REQUIRED TASK: Return each of the following lines word for word, with no changes.

DATA SHOWN:

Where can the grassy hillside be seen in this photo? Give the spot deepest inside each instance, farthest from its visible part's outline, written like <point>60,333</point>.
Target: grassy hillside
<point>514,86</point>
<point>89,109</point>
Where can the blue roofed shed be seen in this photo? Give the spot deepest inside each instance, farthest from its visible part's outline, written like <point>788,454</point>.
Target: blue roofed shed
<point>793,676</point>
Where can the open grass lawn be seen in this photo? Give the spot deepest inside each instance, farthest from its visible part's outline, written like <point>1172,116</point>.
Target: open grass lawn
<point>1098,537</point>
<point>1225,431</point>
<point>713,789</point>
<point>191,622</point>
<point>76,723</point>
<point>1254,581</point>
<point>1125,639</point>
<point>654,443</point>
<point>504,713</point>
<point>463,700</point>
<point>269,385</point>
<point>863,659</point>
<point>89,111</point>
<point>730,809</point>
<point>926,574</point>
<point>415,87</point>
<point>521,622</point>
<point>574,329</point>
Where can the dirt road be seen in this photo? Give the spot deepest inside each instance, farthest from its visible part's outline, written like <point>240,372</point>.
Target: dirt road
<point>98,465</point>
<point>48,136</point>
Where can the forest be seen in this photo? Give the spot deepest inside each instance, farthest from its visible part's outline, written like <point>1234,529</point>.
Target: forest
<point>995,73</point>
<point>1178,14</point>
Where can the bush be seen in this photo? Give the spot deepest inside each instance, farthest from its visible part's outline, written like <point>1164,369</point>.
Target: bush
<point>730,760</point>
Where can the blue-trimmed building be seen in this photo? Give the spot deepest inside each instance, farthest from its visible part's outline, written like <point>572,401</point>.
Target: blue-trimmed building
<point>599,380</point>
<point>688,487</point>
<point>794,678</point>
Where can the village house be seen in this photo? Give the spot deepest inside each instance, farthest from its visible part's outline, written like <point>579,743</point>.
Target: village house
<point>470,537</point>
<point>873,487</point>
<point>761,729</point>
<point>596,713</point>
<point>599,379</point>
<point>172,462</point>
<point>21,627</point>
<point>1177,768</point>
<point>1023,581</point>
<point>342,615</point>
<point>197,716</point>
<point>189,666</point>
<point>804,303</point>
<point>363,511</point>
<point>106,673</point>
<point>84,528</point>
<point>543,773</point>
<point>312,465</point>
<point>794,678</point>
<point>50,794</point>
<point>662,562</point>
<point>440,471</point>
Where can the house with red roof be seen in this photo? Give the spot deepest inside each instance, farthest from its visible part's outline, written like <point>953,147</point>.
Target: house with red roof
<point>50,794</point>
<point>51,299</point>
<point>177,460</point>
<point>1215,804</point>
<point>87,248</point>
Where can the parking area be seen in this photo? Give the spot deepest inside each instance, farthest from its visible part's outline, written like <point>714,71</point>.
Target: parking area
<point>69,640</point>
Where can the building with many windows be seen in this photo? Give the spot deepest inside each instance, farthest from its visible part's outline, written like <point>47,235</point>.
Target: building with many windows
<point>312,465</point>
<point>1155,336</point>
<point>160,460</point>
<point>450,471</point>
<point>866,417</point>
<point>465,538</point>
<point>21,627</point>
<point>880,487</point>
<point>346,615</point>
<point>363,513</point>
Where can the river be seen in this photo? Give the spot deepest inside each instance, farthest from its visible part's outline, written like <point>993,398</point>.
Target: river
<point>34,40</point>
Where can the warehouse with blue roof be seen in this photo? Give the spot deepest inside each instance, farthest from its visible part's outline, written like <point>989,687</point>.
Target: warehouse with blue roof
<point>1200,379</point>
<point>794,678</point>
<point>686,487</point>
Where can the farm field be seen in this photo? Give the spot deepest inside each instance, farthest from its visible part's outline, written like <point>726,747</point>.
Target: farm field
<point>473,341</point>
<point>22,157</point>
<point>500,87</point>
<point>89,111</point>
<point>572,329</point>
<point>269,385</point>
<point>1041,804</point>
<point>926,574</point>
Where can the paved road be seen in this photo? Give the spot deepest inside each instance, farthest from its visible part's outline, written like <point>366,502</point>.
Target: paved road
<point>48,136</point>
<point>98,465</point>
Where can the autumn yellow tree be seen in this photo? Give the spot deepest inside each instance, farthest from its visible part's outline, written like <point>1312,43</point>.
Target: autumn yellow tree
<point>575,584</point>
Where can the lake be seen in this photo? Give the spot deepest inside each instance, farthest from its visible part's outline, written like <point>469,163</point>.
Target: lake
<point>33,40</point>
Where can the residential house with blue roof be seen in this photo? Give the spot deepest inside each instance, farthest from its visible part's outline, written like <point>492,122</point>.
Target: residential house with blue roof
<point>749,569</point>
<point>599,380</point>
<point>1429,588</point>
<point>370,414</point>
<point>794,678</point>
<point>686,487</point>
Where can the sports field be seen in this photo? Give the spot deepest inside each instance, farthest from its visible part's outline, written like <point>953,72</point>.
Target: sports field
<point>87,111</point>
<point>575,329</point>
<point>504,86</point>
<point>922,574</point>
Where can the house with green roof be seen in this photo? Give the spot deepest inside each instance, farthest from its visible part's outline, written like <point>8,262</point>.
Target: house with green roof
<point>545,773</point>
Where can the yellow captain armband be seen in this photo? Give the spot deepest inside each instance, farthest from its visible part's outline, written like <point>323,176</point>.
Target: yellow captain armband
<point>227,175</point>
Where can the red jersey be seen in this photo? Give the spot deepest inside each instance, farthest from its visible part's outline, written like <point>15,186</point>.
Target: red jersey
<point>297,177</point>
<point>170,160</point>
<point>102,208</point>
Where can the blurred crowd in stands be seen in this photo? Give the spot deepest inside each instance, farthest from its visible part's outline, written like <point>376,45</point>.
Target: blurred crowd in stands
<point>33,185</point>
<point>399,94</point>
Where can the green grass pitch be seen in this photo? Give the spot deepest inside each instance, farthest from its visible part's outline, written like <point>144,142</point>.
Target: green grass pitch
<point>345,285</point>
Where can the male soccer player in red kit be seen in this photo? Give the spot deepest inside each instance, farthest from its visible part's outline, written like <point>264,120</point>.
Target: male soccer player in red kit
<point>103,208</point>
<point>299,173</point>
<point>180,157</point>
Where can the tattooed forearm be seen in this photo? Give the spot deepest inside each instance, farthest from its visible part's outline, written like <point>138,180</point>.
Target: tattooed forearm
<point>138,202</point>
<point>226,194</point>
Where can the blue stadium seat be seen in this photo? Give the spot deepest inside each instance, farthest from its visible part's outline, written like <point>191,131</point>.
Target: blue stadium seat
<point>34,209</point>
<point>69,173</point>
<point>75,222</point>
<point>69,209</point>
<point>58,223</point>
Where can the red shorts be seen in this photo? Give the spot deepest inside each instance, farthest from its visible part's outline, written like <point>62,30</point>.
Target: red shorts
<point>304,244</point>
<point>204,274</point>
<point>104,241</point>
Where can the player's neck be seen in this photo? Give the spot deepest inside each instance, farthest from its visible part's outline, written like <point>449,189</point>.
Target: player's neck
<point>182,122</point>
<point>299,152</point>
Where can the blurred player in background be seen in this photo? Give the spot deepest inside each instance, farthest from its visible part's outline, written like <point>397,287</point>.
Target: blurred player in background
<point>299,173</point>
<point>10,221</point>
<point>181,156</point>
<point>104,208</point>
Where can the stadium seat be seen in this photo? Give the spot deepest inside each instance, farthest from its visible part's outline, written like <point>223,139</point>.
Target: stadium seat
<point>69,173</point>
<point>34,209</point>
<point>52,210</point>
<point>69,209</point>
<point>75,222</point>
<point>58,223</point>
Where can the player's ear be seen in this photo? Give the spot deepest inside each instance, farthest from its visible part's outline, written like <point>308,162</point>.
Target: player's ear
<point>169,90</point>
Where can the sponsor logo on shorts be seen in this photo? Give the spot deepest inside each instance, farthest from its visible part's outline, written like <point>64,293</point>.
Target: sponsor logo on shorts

WRITTEN ANSWER:
Where can the grassy hillside be seen in this photo? Give the spot deepest inside each instance, farthest from its visible part's outline, written like <point>60,333</point>.
Target: grassy hillside
<point>514,86</point>
<point>89,109</point>
Where can the blue roofed shed be seen in this photo? Give the spot deepest inside each instance, farthest from its visible part's outline, written like <point>788,454</point>.
Target: blue roofed shed
<point>793,676</point>
Where can the open grass lawn be seen in this photo? Give the spot deepest inside each instance, farthest from its visible part's outline, written like <point>1172,116</point>.
Target: open grass lawn
<point>1098,537</point>
<point>1225,431</point>
<point>713,789</point>
<point>191,622</point>
<point>76,723</point>
<point>1254,581</point>
<point>1125,639</point>
<point>654,443</point>
<point>504,713</point>
<point>463,700</point>
<point>269,385</point>
<point>863,659</point>
<point>89,111</point>
<point>730,809</point>
<point>926,574</point>
<point>415,87</point>
<point>521,622</point>
<point>574,329</point>
Where can the dirt road be seen in this photo? Give the spot deepest inside each instance, farthest from its visible part's outline, written like <point>240,372</point>.
Target: dirt road
<point>98,465</point>
<point>48,136</point>
Where can the forest be seen in this photo? Give the spot deepest inside each instance, farthest from its visible part's outline, written like <point>1234,529</point>.
Target: forest
<point>995,73</point>
<point>1178,14</point>
Where can the bush be seen in this photo? Give the spot deepest inside each instance, farthest from its visible part's outline, written like <point>1164,369</point>.
Target: bush
<point>730,760</point>
Where can the blue-trimmed building be seen in this photo? Give the spot deepest inside each instance, farthest from its visible part's outline, written like <point>572,401</point>.
Target: blue-trimmed building
<point>599,380</point>
<point>688,487</point>
<point>794,678</point>
Where can the village house be seen in this photo? Give the spot deepest inside each instance, farthest from its visible part's outline, written like <point>579,743</point>.
Target: village house
<point>470,537</point>
<point>873,487</point>
<point>761,729</point>
<point>596,713</point>
<point>599,379</point>
<point>172,462</point>
<point>21,627</point>
<point>1177,768</point>
<point>1023,581</point>
<point>342,615</point>
<point>197,716</point>
<point>189,666</point>
<point>804,303</point>
<point>363,511</point>
<point>106,673</point>
<point>84,528</point>
<point>543,773</point>
<point>312,465</point>
<point>794,678</point>
<point>50,794</point>
<point>662,562</point>
<point>440,471</point>
Where can the house with red roof be seen in this photo? Give the spot deepest inside each instance, farthest from its visible part's outline, written like <point>953,147</point>.
Target: house with red roof
<point>50,794</point>
<point>51,299</point>
<point>177,460</point>
<point>1215,804</point>
<point>87,248</point>
Where can the parking area be seen in this photo? Give the spot deepest inside each instance, farthest from its visible part's outline, written like <point>714,71</point>.
Target: parking area
<point>69,640</point>
Where can the building with many windows be seen in this photo? Give the spot deepest inside each instance, farthest from its visible part's outline, written like <point>47,235</point>.
Target: building with many windows
<point>312,465</point>
<point>1155,336</point>
<point>160,460</point>
<point>450,471</point>
<point>866,417</point>
<point>465,538</point>
<point>21,627</point>
<point>880,487</point>
<point>346,615</point>
<point>363,513</point>
Where can the river be seen in this photo? Give the spot deepest inside each instance, farthest from its visible part's outline, written like <point>993,398</point>.
Target: river
<point>34,40</point>
Where can the warehouse with blue roof be seen in this photo? Give the spot deepest inside each instance, farthest from its visible part's outline, written like <point>989,687</point>.
Target: warehouse with blue roof
<point>1200,379</point>
<point>794,678</point>
<point>686,487</point>
Where can the farm field be seen in this photo? Give the spot deepest inside each instance, farthest from its visible part's outline, written like <point>726,747</point>.
Target: farm field
<point>473,341</point>
<point>22,157</point>
<point>500,87</point>
<point>89,111</point>
<point>572,329</point>
<point>269,385</point>
<point>1041,804</point>
<point>926,574</point>
Where can the paved road be seen in this photo? Give the spot deepest inside each instance, farthest from its visible part's outline, written like <point>366,502</point>.
Target: paved road
<point>48,136</point>
<point>98,465</point>
Where can the autumn yellow tree be seen in this photo? Give the spot deepest inside each instance, farthest from its visible part's outline, written like <point>1312,43</point>.
Target: autumn yellow tree
<point>575,584</point>
Where can the lake be seen in this photo? Give the spot deepest inside each instance, farthest from its visible part's outline, written like <point>469,163</point>.
Target: lake
<point>33,40</point>
Where can the residential house with blue roof be seen in this photo? Give the spot deepest inside each instance, farthest from its visible part's outline, written like <point>492,122</point>.
Target: residential house with blue roof
<point>749,569</point>
<point>599,380</point>
<point>1429,588</point>
<point>370,414</point>
<point>794,678</point>
<point>686,487</point>
Where can the sports field be seen in this photo? Give the spot deepest inside each instance, farthest from its visible part's outline, written like <point>953,72</point>.
Target: sports field
<point>87,111</point>
<point>575,329</point>
<point>504,86</point>
<point>922,574</point>
Where can the house with green roof be seen in this photo? Give the spot deepest inside each instance, farthest from its visible part's outline, written like <point>8,262</point>.
Target: house with green roof
<point>545,773</point>
Where can the yellow captain armband be seen in this photo? Give the spot deepest inside each instance, farthest from its visible part's outline, written like <point>323,176</point>.
Target: yellow captain armband
<point>227,175</point>
Where can the red jersey be seen in this photo? Give the spot deepest inside each instance, farthest from its visible part's outline, written like <point>15,186</point>.
Target: red jersey
<point>297,177</point>
<point>170,160</point>
<point>102,208</point>
Where can the blurred crowd in stands be seen in this photo? Give the spot deepest inside each instance, farthest from its visible part's outline, written like <point>376,45</point>.
Target: blurred crowd in stands
<point>33,185</point>
<point>399,94</point>
Where can the green grass pitch be seen in this photo? Give the spot deepest inside each instance, farthest from its visible part's outline, written like <point>144,142</point>.
Target: green grass pitch
<point>345,285</point>
Where can the male soccer player in red kit be seen in this photo? Give the spot deepest inside each instance, farthest from its visible part's outline, written like <point>264,120</point>.
Target: male soccer player in red kit
<point>103,208</point>
<point>299,173</point>
<point>180,157</point>
Where can the tattooed forearm be seen in this photo? Give the spot deepest inside each instance, farthest from its visible part's outline, written like <point>138,180</point>.
Target: tattooed forearm
<point>138,202</point>
<point>226,194</point>
Where can the blue stadium seat be seen in this photo? Give the spot deepest inside each instance, farthest from its visible part's outline, written like <point>191,131</point>.
Target: blue stadium seat
<point>34,209</point>
<point>69,173</point>
<point>75,222</point>
<point>69,209</point>
<point>58,223</point>
Where can the red shorts be seen in this photo? Give the spot deepest inside each instance, farthest from its visible part's outline, written like <point>62,30</point>.
Target: red shorts
<point>304,244</point>
<point>204,274</point>
<point>104,241</point>
Where can the player's neck be seen in this photo? Give the spot deepest inside each instance, farthest from its visible part's outline, written like <point>449,189</point>.
Target: player's neck
<point>182,122</point>
<point>299,152</point>
Where can the blurred player in background be seen in this photo? Give the spot deepest inside each instance, farthest from its visible part's outline, written like <point>397,287</point>.
Target: blurred player in background
<point>299,173</point>
<point>10,221</point>
<point>181,156</point>
<point>104,208</point>
Where can the stadium seat be seen in this photo? Give the spot deepest inside each instance, farthest from its visible part's outline, written like <point>223,139</point>.
Target: stadium seat
<point>69,173</point>
<point>34,209</point>
<point>52,210</point>
<point>69,209</point>
<point>75,222</point>
<point>58,223</point>
Where can the player's ear be seen in this photo? Give the spot deepest inside each instance, farthest from its visible part's outline, written like <point>308,162</point>.
Target: player's ear
<point>169,90</point>
Where can the sponsor logo on shorts be seen in this photo? Give the spot deepest inside each instance, farthest from its visible part's outline, written like <point>64,293</point>.
Target: sponsor logo on shorts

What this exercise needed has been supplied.